Brief
After locating the line that contains "Indicate the tile debris" in the data below, set down exactly that line and each one after it through the line that contains "Indicate the grey", and nothing more.

Input records
......

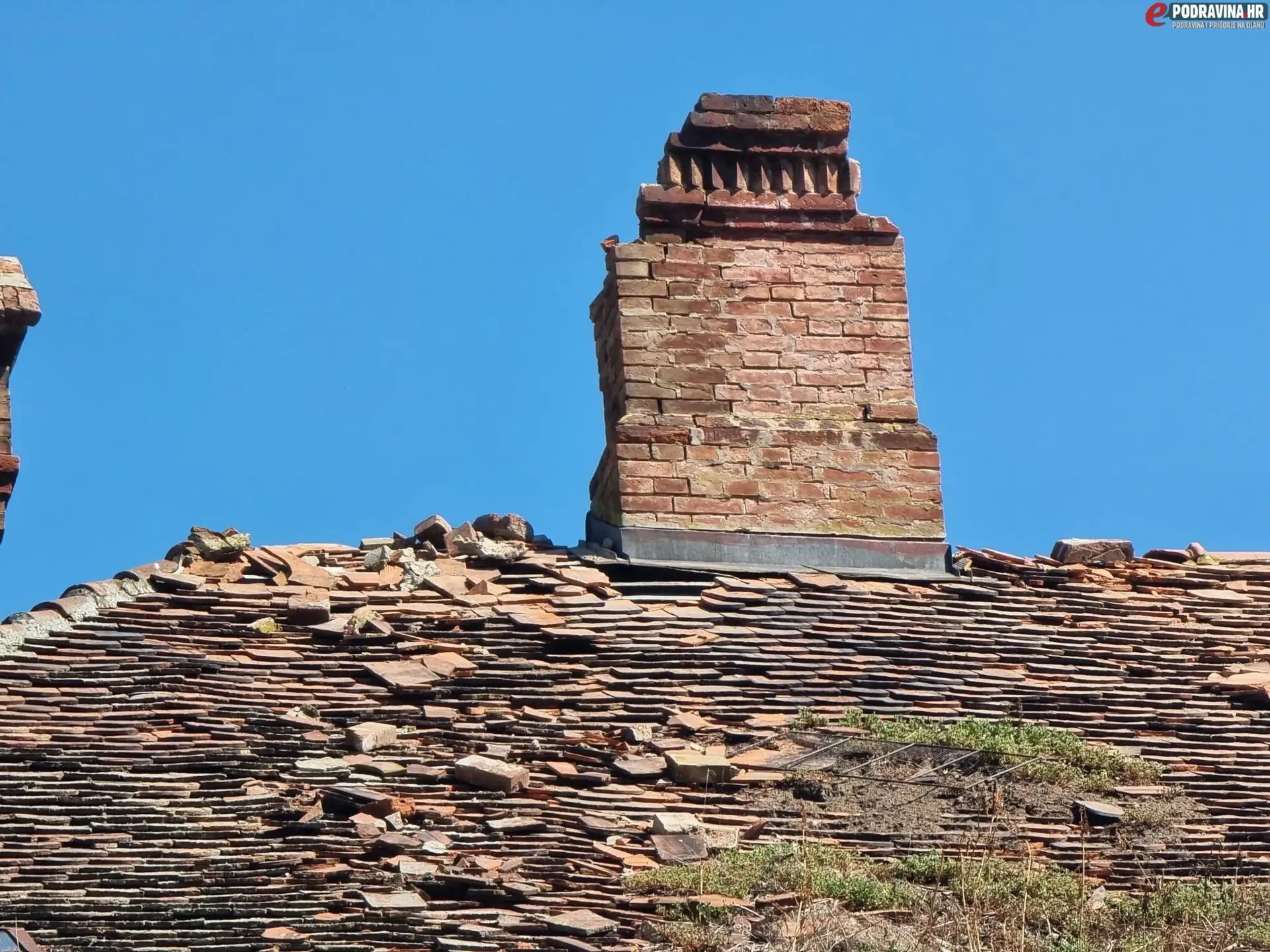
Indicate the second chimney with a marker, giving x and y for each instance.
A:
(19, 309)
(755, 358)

......

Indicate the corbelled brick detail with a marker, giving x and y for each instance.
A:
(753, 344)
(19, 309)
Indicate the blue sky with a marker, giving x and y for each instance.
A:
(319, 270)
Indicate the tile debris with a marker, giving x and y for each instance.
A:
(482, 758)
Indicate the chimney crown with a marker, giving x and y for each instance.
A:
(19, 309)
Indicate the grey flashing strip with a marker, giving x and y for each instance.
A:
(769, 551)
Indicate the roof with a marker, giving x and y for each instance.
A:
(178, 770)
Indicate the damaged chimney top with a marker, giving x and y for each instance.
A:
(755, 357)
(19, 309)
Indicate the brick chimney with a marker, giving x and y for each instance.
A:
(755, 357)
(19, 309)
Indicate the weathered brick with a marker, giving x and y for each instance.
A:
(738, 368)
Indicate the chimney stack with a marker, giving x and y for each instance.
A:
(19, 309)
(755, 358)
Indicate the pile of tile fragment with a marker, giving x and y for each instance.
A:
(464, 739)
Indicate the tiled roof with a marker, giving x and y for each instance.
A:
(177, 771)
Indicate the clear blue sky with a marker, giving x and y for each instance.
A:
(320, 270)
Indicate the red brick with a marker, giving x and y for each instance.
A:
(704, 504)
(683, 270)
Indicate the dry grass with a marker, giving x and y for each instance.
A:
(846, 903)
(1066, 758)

......

Final answer
Indicate the tile debris with a marker, giving x and y for each instance.
A:
(482, 758)
Indicate the chimney crown with a marker, giving x and y for each instance.
A:
(19, 309)
Indicate the grey flashing strip with a marker, giving x and y for each instance.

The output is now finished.